Your instructions:
Reproduce verbatim the part of the Canary Islands military aviation passage from "Military activity was" up to and including "in Stuttgart (Germany).".

Military activity was most intense during the mid-1970s, at the time of the crisis of decolonisation of Western Sahara and its occupation by Morocco. Military crises in Western Africa, like the 2013 Mali intervention by France, made Gando Air Base the main air platform for operations in Western Africa area by NATO. In 2006 Spain proposed Gando Air Base as headquarters for the newly created US Africa Command (AFRICOM), but the AFRICOM HQ was ultimately based in Stuttgart (Germany).

The Canary Islands Air Command (Mando Aéreo de Canarias – MACAN) is based in the city of Las Palmas. Canary Islands Air Command is the only territorial general Air Command Air Force in Spain; its mission is the maintenance, preparation and command of air units located in the Canary archipelago. Any Spanish military airplane that lands in the Canary Islands is immediately put at the disposal of the Canary Islands Air Command, who can retain it and use it as long as necessary for missions within the islands. This happens sometimes with heavy military transport, antisubmarine warfare and early warning airplanes; the islands do not have these on a permanent basis. Once the plane is released by the Canary Islands Air Command, it can leave the Canary Islands and reverts to the Air Force Commands of mainland Spain.

Extracted entries:
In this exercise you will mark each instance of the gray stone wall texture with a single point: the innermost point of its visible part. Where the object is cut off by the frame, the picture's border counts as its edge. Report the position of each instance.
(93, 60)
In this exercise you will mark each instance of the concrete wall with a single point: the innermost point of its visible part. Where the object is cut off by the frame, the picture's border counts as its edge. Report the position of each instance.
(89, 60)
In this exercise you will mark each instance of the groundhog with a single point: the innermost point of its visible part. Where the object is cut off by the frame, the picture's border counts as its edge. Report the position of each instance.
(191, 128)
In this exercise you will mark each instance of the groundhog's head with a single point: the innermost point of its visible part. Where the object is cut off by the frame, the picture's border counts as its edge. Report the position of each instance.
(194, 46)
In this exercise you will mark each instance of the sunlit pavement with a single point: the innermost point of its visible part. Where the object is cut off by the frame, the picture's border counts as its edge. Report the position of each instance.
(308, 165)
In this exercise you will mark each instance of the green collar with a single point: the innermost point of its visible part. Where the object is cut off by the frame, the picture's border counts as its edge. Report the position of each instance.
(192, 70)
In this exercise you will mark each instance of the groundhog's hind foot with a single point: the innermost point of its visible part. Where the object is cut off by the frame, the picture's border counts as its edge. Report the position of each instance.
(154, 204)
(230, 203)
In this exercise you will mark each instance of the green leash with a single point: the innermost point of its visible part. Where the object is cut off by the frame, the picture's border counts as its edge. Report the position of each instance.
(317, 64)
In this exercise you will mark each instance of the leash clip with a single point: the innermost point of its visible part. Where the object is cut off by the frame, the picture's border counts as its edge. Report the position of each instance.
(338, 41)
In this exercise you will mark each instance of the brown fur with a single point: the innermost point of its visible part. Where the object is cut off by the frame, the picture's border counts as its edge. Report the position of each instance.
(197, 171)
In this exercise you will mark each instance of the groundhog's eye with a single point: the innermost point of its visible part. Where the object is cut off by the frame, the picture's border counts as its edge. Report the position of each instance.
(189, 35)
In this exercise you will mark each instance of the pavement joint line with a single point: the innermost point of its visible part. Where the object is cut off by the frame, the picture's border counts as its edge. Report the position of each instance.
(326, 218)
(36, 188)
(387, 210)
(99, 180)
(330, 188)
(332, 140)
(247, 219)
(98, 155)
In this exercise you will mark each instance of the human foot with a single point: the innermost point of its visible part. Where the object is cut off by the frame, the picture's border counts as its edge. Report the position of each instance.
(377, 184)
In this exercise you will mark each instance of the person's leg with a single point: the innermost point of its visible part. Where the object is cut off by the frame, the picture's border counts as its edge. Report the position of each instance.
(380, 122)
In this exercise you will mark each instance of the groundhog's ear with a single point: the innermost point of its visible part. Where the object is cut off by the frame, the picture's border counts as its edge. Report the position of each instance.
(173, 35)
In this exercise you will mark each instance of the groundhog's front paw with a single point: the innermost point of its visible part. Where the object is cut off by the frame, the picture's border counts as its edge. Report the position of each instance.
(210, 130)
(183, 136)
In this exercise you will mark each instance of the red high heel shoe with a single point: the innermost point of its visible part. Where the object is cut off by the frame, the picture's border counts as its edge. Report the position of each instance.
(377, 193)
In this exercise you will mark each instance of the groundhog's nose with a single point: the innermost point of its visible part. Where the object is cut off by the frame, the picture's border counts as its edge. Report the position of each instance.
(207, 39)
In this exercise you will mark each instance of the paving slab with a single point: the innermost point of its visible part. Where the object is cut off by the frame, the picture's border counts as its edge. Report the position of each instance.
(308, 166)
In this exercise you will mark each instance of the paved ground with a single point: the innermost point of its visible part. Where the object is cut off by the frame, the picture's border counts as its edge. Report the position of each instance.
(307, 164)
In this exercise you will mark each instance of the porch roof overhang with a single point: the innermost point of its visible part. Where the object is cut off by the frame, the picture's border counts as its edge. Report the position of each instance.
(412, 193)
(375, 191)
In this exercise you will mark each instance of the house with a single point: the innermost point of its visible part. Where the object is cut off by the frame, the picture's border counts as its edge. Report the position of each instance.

--

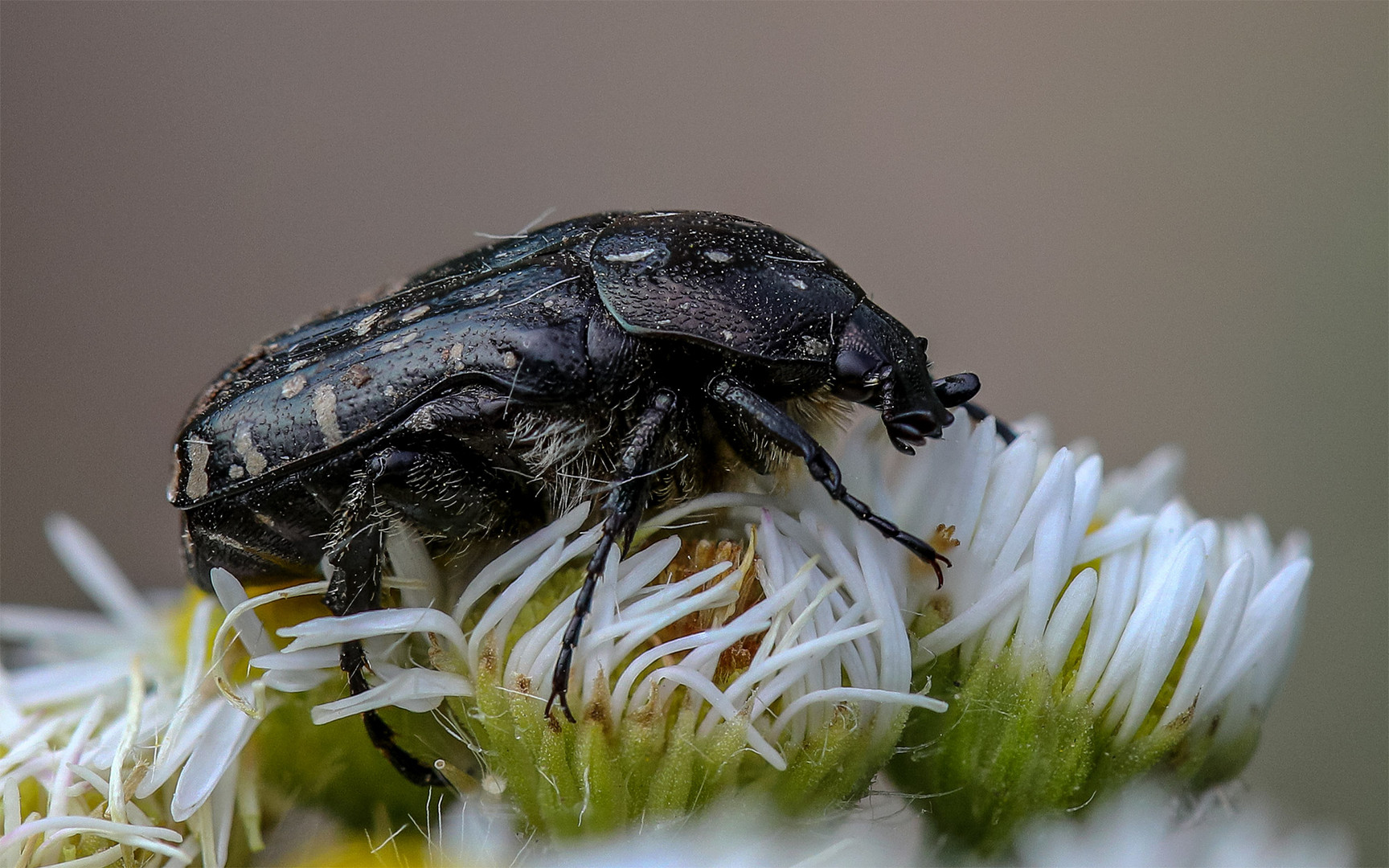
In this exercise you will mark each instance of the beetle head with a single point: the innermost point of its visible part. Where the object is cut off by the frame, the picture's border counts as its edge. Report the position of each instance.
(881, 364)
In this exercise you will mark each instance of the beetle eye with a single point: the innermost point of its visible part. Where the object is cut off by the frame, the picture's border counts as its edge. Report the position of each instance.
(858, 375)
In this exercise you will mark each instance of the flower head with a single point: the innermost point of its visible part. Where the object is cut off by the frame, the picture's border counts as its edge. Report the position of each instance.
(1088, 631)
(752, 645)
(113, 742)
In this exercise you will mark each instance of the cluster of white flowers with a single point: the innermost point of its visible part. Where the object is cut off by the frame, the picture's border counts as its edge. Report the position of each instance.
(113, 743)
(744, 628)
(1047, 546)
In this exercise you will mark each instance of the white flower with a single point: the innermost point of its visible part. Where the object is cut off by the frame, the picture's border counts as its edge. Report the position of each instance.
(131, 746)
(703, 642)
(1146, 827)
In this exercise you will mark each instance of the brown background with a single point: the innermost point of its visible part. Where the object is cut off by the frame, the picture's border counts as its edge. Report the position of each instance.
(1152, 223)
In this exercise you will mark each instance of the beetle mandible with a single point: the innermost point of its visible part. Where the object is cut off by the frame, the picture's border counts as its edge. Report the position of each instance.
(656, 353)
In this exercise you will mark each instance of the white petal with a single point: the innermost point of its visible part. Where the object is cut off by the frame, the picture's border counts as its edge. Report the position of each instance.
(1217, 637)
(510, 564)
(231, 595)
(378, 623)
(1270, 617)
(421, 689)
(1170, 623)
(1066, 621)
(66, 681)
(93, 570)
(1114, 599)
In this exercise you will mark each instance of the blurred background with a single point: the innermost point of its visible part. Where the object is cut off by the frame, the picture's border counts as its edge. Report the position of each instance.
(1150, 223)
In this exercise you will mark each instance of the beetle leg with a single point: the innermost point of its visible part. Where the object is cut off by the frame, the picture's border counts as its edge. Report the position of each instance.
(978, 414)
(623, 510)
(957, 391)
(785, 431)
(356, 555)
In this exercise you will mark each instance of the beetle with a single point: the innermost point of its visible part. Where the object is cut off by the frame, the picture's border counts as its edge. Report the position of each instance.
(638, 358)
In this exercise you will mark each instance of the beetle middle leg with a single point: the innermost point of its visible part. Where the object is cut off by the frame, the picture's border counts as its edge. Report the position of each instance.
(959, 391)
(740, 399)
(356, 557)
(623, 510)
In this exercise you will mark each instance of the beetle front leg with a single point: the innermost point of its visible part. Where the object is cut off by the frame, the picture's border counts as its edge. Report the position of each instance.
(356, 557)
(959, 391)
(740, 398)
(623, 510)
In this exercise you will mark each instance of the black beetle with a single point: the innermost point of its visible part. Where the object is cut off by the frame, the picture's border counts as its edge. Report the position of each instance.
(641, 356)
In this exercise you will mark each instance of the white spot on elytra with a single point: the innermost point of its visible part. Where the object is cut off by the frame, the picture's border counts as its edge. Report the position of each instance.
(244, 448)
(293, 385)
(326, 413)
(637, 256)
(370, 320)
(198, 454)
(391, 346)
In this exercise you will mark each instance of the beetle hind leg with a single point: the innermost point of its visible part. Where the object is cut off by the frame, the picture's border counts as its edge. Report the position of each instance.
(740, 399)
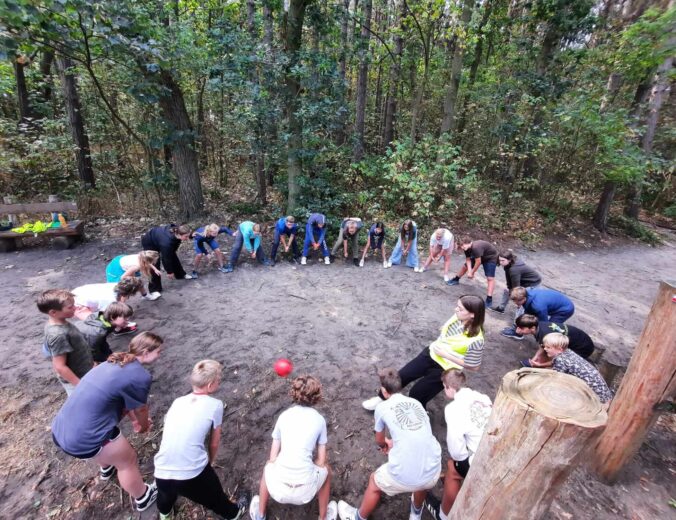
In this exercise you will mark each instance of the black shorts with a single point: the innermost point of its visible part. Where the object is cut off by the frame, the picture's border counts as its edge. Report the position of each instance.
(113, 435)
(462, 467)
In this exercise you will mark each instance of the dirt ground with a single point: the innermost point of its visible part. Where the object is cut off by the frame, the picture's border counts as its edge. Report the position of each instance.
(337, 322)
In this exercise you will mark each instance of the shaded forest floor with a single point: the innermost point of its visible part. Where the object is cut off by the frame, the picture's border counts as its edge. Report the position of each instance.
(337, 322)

==

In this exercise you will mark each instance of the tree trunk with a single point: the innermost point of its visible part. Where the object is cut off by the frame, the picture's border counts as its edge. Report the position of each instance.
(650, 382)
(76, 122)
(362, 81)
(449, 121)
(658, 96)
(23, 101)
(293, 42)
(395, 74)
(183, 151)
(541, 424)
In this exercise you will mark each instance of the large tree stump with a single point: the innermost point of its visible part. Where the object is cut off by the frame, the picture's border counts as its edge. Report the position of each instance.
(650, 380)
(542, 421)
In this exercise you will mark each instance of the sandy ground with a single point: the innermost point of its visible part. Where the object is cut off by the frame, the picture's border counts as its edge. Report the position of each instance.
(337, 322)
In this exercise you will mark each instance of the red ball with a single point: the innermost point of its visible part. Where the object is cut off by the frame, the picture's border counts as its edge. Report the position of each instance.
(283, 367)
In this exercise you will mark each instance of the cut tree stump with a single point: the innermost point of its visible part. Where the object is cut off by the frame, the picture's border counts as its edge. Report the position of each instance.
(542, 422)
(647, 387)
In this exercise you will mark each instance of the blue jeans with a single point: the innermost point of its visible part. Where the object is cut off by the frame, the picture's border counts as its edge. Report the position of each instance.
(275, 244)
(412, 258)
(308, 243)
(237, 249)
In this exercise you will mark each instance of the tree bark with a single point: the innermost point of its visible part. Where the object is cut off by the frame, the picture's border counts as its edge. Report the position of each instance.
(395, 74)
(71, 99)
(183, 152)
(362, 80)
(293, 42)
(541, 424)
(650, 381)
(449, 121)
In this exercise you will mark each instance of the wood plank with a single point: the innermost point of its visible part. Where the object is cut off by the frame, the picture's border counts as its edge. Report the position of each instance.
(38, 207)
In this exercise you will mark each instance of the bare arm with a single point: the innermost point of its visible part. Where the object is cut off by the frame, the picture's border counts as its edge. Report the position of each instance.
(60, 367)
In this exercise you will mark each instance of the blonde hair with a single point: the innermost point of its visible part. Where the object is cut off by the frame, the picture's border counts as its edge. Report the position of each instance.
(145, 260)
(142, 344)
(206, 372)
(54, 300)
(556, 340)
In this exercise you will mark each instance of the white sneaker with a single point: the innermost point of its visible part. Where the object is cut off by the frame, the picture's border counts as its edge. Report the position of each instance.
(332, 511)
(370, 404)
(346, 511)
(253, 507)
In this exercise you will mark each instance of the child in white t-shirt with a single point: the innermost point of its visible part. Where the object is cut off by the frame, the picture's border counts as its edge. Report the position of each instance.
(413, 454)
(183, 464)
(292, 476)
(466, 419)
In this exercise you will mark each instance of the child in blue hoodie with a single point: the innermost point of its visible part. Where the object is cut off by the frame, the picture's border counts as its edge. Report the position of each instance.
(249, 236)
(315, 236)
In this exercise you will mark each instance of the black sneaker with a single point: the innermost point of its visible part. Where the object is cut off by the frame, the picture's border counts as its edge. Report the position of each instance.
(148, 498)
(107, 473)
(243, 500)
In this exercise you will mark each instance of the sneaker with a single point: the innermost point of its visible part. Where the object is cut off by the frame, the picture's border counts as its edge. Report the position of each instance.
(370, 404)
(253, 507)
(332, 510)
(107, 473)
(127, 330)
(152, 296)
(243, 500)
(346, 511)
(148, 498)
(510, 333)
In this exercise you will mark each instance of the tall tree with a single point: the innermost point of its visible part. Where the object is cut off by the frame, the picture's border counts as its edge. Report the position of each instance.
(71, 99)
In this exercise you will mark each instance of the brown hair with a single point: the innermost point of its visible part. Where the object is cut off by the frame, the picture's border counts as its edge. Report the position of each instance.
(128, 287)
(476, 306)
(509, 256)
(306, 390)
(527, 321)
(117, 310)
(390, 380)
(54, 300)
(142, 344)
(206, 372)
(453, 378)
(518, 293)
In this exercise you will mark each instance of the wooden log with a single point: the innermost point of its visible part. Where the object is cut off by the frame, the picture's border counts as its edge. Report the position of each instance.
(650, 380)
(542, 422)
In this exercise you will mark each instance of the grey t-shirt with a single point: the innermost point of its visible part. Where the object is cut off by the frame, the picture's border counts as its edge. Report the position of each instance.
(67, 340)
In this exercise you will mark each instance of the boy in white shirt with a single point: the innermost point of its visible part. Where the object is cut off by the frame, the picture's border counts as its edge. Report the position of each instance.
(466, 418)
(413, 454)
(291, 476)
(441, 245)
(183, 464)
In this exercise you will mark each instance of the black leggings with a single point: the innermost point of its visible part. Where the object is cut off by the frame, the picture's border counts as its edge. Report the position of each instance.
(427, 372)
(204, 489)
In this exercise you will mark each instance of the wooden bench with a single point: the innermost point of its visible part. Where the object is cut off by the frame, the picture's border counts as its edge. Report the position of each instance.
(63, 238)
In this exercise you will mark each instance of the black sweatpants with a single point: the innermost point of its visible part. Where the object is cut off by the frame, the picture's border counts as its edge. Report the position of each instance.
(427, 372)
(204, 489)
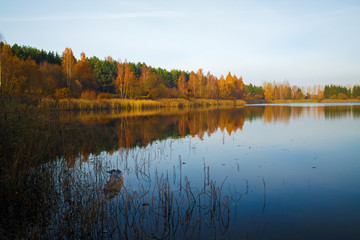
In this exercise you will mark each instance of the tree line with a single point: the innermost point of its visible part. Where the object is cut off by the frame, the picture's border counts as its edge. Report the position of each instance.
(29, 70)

The answer:
Military activity was most intense during the mid-1970s, at the time of the crisis of decolonisation of Western Sahara and its occupation by Morocco. Military crises in Western Africa, like the 2013 Mali intervention by France, made Gando Air Base the main air platform for operations in Western Africa area by NATO. In 2006 Spain proposed Gando Air Base as headquarters for the newly created US Africa Command (AFRICOM), but the AFRICOM HQ was ultimately based in Stuttgart (Germany).